*To be done:*
Extract every line of the records below and reproduce each one verbatim.

─── Dataset extract

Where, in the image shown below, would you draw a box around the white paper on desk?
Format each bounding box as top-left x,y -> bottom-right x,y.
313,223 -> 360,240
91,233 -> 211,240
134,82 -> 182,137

──────

*Expected answer:*
Where, in the image shown below, would you draw a box around the white paper on desk?
Format each bounding box as top-left x,y -> bottom-right x,y.
313,223 -> 360,240
91,233 -> 211,240
134,82 -> 182,137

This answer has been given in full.